----- TEXT SHOWN -----

Male bees are called drones, and only a small number of them exist in the typical colony at any one time. A drone develops from an unfertilized egg laid by the queen, so it can be said that he has no father, although he does have a grandfather on his mother's side. He is almost twice as large as his sisters, but he is not physically equipped to collect pollen or nectar, and he cannot help defend the hive because, being male, he has no sting (the sting is part of the female's egg-laying organ, the ovipositor).
The only role played by a drone occurs outside the nest. During a queen's first few days of life, she mates with several drones that find her while flying. Other than his role in this important process, he has no function in the colony and simply rests, grooms himself, and begs other bees for food. To help him locate a virgin queen with whom to mate, a drone's compound eyes are much larger than the same structures on female workers (so large that they touch on the top of his head).
In addition he is equipped with antennae that are particularly sensitive to queen pheromone. If a drone has not successfully mated after a week or so of trying, the workers will withhold food and he will weaken and die, or he will be driven out of the hive and killed because he is a drain on the group's reserves. The reality is that most drones die before getting a chance to mate. Unless a colony is preparing to swarm or has recently swarmed, it is relatively rare to find drones in the nest.
The queen is of great importance to the colony because she controls and regulates reproduction. When a new queen is needed, a larva from a worker egg is fed exclusively on royal jelly for her first four days of life.The workers deposit a flood of royal jelly into the larval queen's cell, and she eats more or less constantly. This special diet triggers the queen's body to grow quite large and her reproductive system to fully develop, but her brain is smaller than the brain of a worker bee.
Once the adult queen has emerged from her cell, she goes on a series of mating flights over the course of a few days, and then for the rest of her life stays in the colony, laying eggs and regulating much of the activity of the hive by releasing chemical bouquets or pheromones. She is always surrounded by attendants who feed her, stroke her, carry away her waste, and guide her to empty brood combs where she lays an egg in each cell.
Honey bees are haplodiploid, which means that if they mate, the offspring from the fertilized egg will be female, but they are also capable of parthenogenic or unmated reproduction, which results in male offspring that have only half the usual number of chromosomes (haploid). The queen lays fertilized eggs in most cells, and they develop into female workers; but occasionally her attendants will take her to a larger cell, which will stimulate her to lay an unfertilized egg that will develop into a male.
Although in most species workers do not reproduce, the reproductive habits of Cape honey bee workers, a southern South African subspecies of the Western honey bee, have been recently studied with surprising results. Unmated Cape bee workers are uniquely able to lay diploid eggs by means of parthenogenisis, whereas unmated females of other honey bee species are only able to lay haploid eggs.
Females of this species have been found by Michael Lattorff and colleagues at Martin Luther University in Germany to have the capacity to develop into "pseudoqueens," which he defines as workers with queen-like physiology and behavior. Using genetic analysis, the Australian researcher Lyndon Jordan and his colleagues found that twenty-three out of thirty-nine new queens produced by seven colonies of Cape honey bees that they studied were offspring of workers rather than of the colony's queen, and only eight of the new queens were from eggs laid by workers from the same colony.

-----

TASK BRIEF: In the honey bee text, copy word for word the part that begins with the words "Honey bees are" and ends with "lay haploid eggs.".

----- GIVEN RECORDS -----

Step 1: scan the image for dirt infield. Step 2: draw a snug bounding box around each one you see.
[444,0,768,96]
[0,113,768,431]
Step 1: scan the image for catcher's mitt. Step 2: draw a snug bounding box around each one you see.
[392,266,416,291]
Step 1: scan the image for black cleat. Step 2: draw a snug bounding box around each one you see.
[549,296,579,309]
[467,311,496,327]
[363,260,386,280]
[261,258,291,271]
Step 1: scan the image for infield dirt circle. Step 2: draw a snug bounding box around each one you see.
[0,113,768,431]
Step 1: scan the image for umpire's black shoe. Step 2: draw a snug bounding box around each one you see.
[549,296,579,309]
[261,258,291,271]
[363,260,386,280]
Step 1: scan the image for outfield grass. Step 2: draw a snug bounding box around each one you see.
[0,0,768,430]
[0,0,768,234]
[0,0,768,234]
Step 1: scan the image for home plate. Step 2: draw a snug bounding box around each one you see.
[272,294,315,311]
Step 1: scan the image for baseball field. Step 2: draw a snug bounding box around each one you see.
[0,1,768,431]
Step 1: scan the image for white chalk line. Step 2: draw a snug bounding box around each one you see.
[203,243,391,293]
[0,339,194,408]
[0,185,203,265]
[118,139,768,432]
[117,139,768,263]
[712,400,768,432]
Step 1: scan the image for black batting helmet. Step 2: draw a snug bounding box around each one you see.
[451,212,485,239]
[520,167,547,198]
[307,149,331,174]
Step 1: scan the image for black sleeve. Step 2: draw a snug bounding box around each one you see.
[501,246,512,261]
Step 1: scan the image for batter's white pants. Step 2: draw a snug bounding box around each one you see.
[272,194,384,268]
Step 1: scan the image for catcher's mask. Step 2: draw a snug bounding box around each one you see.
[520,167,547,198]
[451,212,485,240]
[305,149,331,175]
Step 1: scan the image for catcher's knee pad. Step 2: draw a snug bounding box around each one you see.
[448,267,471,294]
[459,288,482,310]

-----

RESPONSE TO THIS EXERCISE:
Honey bees are haplodiploid, which means that if they mate, the offspring from the fertilized egg will be female, but they are also capable of parthenogenic or unmated reproduction, which results in male offspring that have only half the usual number of chromosomes (haploid). The queen lays fertilized eggs in most cells, and they develop into female workers; but occasionally her attendants will take her to a larger cell, which will stimulate her to lay an unfertilized egg that will develop into a male.
Although in most species workers do not reproduce, the reproductive habits of Cape honey bee workers, a southern South African subspecies of the Western honey bee, have been recently studied with surprising results. Unmated Cape bee workers are uniquely able to lay diploid eggs by means of parthenogenisis, whereas unmated females of other honey bee species are only able to lay haploid eggs.